Data for processing >>
#####
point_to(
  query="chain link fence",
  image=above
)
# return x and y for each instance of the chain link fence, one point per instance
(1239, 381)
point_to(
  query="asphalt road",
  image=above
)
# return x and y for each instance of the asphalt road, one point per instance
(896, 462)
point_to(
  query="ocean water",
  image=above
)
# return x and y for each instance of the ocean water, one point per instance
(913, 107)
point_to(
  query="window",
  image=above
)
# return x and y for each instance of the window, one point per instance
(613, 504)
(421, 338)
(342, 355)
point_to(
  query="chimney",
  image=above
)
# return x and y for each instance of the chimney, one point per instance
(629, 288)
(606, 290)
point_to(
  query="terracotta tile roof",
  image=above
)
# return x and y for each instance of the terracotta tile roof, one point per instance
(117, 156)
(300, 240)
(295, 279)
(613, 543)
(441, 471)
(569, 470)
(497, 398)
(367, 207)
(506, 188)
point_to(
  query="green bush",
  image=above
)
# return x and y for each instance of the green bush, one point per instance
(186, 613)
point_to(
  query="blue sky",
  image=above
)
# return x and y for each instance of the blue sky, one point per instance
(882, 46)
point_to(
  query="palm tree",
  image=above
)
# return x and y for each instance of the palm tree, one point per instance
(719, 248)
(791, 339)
#####
Written problem >> Copy all the entries verbatim.

The output >>
point_to(
  query="chain link fence",
  image=above
)
# return x and y for each instance of the chain link fence, one point per instance
(1239, 381)
point_to(
  query="asphalt road",
  image=above
)
# return x and y for each instance of the asphalt road, one point per instance
(896, 462)
point_to(
  query="ocean water",
  image=above
)
# return x and y for each instance of the ocean water, one point per instance
(913, 107)
point_to(
  query="window",
  image=above
)
# return x and y for each instance of the window, one point per instance
(613, 504)
(421, 338)
(342, 355)
point_to(
  query="chimney",
  image=above
)
# return x and y for each instance of the chimney, one point per instance
(629, 288)
(606, 290)
point_to(
  query="terracotta tile roof",
  image=above
)
# return x and y for each instance of the terracotta tile roof, one point per instance
(117, 156)
(300, 240)
(295, 279)
(613, 543)
(441, 471)
(569, 470)
(497, 398)
(367, 207)
(506, 188)
point_to(
  query="green bush",
  image=above
)
# return x and y for each instance of the green bush, one point per instance
(186, 613)
point_to(
  query="blue sky",
  image=above
)
# return x and y for each instance of the blue sky, one point per instance
(882, 46)
point_to(
  query="palm tree",
  image=above
)
# return x and y for each instance of the palm tree, one point per instance
(719, 248)
(791, 339)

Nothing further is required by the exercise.